Work to complete -
Copy the data below from the line with "target | crowd in background" through the end, including the request and format lines, and multiply each point coordinate in the answers by 2, rounding to whole numbers with halves rounded up.

* BEGIN Entries provided *

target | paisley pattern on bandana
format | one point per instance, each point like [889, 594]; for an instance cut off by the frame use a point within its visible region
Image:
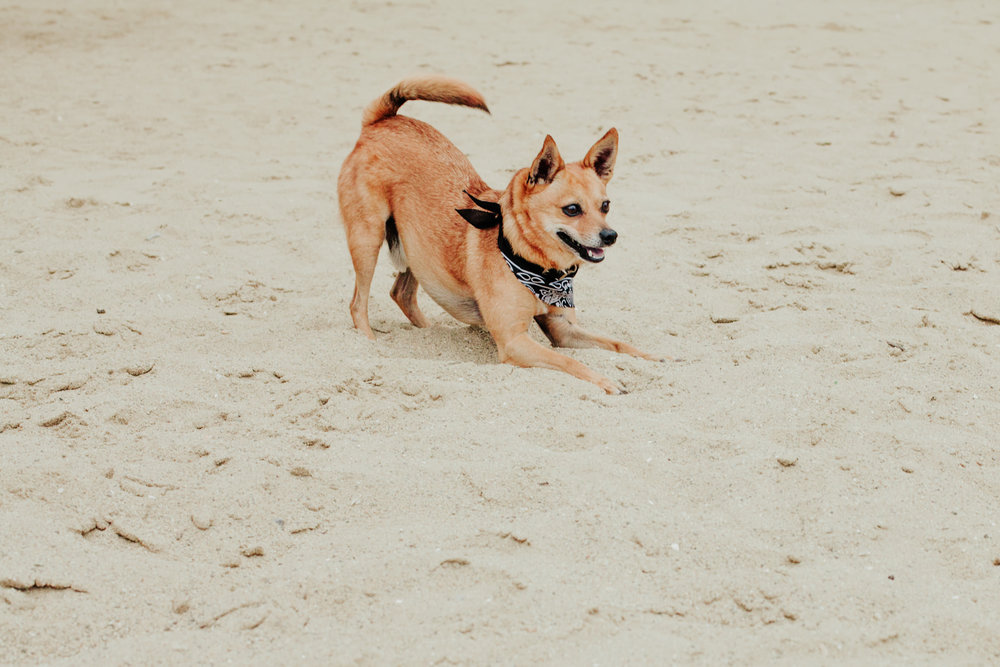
[552, 287]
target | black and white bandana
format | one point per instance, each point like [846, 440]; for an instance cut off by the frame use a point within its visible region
[551, 286]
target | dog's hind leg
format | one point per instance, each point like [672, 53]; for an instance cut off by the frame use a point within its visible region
[404, 293]
[365, 234]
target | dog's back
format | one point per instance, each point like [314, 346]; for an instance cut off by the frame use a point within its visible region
[401, 184]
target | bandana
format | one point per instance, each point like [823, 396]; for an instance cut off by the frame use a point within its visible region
[550, 286]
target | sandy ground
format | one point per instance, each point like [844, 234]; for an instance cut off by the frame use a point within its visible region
[201, 460]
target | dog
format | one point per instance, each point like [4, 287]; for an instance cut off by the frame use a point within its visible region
[491, 258]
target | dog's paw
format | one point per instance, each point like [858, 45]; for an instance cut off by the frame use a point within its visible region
[611, 387]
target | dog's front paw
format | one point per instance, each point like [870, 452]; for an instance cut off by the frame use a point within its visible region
[611, 387]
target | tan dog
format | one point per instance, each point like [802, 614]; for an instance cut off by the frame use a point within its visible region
[405, 183]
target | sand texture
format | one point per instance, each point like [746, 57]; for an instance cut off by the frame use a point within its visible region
[202, 461]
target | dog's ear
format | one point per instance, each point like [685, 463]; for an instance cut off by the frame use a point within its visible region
[547, 164]
[601, 156]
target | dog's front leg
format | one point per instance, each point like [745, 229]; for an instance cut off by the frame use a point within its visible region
[521, 350]
[561, 328]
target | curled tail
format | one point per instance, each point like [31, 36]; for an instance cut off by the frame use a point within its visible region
[429, 88]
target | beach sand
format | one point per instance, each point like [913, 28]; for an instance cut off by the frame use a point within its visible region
[202, 461]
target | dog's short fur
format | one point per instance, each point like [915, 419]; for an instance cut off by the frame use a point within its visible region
[403, 183]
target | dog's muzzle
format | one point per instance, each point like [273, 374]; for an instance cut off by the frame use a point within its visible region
[591, 254]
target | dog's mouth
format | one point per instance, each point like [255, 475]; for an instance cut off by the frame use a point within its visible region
[590, 254]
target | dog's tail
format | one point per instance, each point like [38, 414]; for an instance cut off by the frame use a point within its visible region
[429, 88]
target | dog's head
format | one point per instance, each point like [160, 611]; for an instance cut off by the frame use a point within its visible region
[560, 210]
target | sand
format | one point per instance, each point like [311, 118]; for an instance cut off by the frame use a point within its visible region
[202, 461]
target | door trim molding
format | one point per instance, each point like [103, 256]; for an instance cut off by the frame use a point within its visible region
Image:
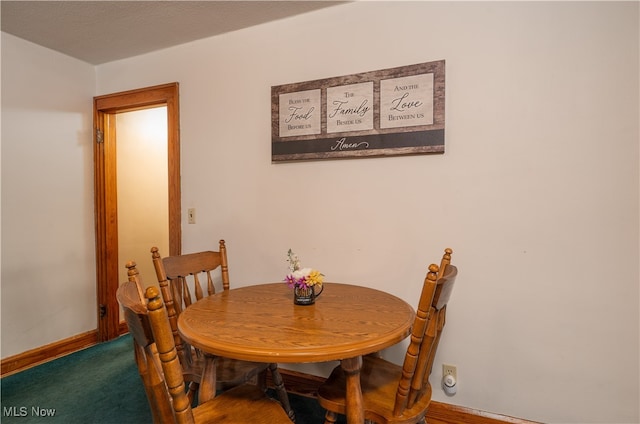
[105, 108]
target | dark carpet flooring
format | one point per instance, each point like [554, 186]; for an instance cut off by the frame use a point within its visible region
[98, 385]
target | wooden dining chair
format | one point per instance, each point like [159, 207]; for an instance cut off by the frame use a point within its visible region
[392, 393]
[162, 374]
[184, 279]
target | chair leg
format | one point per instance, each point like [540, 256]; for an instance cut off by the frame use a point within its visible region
[330, 417]
[283, 397]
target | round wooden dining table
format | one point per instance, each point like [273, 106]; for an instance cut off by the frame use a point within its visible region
[261, 323]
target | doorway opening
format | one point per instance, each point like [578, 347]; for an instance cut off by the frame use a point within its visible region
[113, 197]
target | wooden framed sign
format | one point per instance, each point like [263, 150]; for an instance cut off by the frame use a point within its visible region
[397, 111]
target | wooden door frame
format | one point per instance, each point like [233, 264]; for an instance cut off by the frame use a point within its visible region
[106, 207]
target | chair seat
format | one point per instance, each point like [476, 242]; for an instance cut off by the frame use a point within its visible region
[379, 381]
[241, 405]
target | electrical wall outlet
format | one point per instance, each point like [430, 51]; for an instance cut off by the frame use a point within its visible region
[449, 370]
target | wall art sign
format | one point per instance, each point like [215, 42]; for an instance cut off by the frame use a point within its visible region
[397, 111]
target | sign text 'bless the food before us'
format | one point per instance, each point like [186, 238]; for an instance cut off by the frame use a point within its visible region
[389, 112]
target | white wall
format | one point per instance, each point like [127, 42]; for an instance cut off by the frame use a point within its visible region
[537, 193]
[48, 253]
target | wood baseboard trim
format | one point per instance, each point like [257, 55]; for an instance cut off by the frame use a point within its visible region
[296, 382]
[439, 413]
[33, 357]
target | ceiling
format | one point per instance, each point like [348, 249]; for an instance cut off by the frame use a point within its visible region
[103, 31]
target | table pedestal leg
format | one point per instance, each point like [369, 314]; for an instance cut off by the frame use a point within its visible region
[207, 389]
[355, 409]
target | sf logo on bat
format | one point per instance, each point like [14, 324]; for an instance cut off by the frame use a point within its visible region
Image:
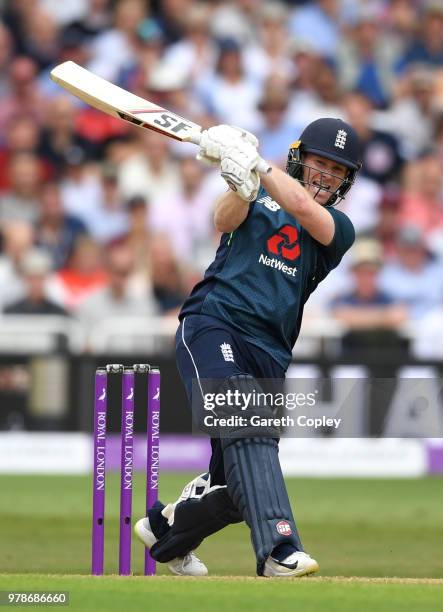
[166, 121]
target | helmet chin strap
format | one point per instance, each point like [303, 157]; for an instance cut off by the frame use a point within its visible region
[320, 187]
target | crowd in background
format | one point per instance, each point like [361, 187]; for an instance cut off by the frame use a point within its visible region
[99, 219]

* END Entries provided *

Solution for this task -
target | crowd in background
format | one point per instance, each point like [361, 187]; for an instance cut off by the frame use a point within its visible region
[198, 438]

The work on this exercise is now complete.